Copy the data below word for word, beginning at the line that contains "Identify the parked" and stopping after the line that contains "pixel 165 212".

* Begin *

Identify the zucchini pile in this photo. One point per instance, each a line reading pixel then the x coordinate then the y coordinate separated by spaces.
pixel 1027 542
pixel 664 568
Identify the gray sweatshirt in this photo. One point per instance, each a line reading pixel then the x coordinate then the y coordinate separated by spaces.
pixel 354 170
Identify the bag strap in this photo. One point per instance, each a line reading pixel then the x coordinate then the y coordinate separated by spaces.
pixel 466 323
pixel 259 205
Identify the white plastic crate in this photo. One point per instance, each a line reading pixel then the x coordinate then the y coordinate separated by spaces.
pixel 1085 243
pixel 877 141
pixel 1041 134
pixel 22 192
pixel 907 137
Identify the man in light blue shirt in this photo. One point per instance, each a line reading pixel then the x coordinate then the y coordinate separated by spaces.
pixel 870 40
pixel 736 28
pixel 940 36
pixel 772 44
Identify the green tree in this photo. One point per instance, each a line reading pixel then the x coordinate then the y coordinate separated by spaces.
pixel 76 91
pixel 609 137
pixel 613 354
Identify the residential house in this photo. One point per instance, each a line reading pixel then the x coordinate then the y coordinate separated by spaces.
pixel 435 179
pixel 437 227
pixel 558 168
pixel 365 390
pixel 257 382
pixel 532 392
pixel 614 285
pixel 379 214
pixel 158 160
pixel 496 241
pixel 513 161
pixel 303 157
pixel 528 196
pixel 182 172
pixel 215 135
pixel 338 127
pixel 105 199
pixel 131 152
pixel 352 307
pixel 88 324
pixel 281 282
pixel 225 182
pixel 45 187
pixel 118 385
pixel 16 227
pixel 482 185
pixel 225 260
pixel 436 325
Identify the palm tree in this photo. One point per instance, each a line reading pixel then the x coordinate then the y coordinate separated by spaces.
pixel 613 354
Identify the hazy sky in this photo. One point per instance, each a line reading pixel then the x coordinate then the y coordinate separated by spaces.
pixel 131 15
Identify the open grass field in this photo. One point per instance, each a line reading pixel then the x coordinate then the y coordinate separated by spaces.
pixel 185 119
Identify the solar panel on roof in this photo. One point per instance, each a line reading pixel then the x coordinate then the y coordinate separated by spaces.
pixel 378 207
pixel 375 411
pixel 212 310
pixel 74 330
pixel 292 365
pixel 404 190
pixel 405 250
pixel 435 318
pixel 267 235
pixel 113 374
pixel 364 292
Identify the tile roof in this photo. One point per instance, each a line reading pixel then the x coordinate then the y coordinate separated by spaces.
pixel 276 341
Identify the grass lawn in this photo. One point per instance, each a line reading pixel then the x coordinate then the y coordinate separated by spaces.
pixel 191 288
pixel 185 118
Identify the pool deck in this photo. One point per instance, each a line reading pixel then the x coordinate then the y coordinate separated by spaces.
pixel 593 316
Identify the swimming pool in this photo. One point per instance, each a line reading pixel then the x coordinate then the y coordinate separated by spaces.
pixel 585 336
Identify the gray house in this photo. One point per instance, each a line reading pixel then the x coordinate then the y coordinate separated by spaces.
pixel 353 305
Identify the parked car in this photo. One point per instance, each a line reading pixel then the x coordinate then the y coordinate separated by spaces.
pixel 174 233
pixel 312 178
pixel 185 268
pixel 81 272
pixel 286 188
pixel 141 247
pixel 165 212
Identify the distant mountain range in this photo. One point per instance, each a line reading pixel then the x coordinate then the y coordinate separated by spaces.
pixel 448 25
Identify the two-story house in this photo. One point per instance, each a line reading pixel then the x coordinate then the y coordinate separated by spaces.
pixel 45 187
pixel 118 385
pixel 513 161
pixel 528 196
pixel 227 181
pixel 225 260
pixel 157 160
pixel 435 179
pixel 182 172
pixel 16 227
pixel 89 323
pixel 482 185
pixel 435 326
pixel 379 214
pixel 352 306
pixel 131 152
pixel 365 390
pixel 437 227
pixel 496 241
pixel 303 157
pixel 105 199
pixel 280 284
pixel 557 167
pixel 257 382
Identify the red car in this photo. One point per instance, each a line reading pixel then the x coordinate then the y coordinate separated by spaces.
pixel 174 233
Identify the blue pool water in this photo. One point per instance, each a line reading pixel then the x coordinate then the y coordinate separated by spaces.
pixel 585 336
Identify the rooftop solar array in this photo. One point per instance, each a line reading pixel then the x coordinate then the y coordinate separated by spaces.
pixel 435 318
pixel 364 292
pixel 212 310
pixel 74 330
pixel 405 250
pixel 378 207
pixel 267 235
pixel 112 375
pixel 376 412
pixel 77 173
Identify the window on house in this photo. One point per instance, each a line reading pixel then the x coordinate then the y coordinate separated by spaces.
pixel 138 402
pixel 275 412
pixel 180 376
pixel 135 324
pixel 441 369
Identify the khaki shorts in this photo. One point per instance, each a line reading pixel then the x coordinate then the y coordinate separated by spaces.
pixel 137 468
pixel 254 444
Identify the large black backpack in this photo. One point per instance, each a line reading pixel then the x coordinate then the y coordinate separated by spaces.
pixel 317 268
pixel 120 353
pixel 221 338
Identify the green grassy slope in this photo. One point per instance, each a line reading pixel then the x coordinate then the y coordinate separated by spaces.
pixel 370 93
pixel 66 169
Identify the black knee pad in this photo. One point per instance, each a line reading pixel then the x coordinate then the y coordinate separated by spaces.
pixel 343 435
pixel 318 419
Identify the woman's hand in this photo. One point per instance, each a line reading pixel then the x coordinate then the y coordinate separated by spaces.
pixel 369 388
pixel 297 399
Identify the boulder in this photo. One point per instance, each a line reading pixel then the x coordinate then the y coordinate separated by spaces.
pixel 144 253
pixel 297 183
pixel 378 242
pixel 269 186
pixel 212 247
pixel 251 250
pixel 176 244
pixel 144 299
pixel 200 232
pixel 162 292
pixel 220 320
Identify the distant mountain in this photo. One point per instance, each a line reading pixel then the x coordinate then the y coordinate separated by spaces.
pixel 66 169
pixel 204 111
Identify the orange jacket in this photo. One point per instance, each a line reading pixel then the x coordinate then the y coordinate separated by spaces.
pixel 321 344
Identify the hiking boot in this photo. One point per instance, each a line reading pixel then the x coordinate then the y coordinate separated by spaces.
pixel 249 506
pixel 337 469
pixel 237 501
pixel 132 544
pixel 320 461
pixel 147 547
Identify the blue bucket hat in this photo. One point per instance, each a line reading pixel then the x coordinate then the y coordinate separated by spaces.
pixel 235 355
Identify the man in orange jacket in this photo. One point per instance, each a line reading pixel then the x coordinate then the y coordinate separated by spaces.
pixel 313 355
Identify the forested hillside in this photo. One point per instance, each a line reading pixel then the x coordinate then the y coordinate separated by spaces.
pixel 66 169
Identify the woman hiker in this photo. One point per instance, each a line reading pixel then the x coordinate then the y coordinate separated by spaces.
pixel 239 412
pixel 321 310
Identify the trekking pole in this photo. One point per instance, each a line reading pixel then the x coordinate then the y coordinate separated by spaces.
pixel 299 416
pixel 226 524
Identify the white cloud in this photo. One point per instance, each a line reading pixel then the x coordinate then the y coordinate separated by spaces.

* End *

EXERCISE ANSWER:
Identify the parked car in this photo. One point per instance, each a line reading pixel then the x coordinate then the y coordinate separated by spaces.
pixel 174 233
pixel 312 178
pixel 185 268
pixel 81 272
pixel 286 188
pixel 141 247
pixel 165 212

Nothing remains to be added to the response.